Quoted passage
156. Overall Distance Error Between Checkpoints and Samples

Overall Distance Error Between Checkpoints and Samples

There are two sorted streams by timestamp.

The first stream contains a small set of ground truth checkpoints.

The second stream contains noisy measured samples.

For each sample, compute its error by:

locating the surrounding checkpoints in time,
interpolating the expected position at that timestamp,
computing the distance error between the expected position and the sample position.

Return the sum of the distance errors for all valid samples.

Method Signature

double computeOverallErrorMetric(List<String> checkpoints, List<String> samples)

checkpoints[i] = "timestamp,x,y" represents one ground truth checkpoint.
samples[i] = "timestamp,x,y" represents one measured sample.
checkpoints is sorted in strictly increasing order of timestamp.
samples is sorted in non-decreasing order of timestamp.
Return the total distance error over all valid samples.
Answer will contain at max two decimal places, rest will be truncated.

Input Format

Each checkpoint string has the format "timestamp,x,y".

Each sample string has the format "timestamp,x,y".

timestamp is the time of the point.

x and y are the 2D coordinates of the point.

Rules

To evaluate one sample at time t:

Find the checkpoint immediately before or at t.
Find the checkpoint immediately after or at t.

Problem set
**1)** Print the portion of the distance-error problem statement above, starting at "timestamp is the" and ending at "after or at t.".
**2)** Give what follows in the distance-error problem statement above, continuing from its final line.

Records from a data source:
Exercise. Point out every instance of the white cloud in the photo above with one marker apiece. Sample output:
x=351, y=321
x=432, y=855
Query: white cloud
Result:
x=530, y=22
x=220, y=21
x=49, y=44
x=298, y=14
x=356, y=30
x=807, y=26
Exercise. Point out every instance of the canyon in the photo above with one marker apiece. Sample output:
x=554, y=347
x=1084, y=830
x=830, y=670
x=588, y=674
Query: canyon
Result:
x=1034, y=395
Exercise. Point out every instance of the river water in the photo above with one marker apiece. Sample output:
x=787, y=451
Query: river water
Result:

Responses per task
**1)**
timestamp is the time of the point.

x and y are the 2D coordinates of the point.

Rules

To evaluate one sample at time t:

Find the checkpoint immediately before or at t.
Find the checkpoint immediately after or at t.

**2)**
If t exactly matches a checkpoint time, the expected position is that checkpoint position.
If t lies strictly between two checkpoints, linearly interpolate the expected x and y values independently.
The distance error for the sample is the Euclidean distance between the expected position and the sample position.
If a sample timestamp is outside the checkpoint range, ignore that sample and add 0 for it.

Interpolation

Suppose the surrounding checkpoints are (t1, x1, y1) and (t2, x2, y2), and the sample timestamp is t where t1 ≤ t ≤ t2.

Since checkpoint timestamps are strictly increasing, t1 < t2 whenever t lies strictly between two checkpoints.

In that case:

expectedX = x1 + (x2 - x1) * (t - t1) / (t2 - t1)

expectedY = y1 + (y2 - y1) * (t - t1) / (t2 - t1)

Distance Error

If the expected position is (expectedX, expectedY) and the sample position is (sampleX, sampleY), then:

distance = sqrt((expectedX - sampleX) * (expectedX - sampleX) + (expectedY - sampleY) * (expectedY - sampleY))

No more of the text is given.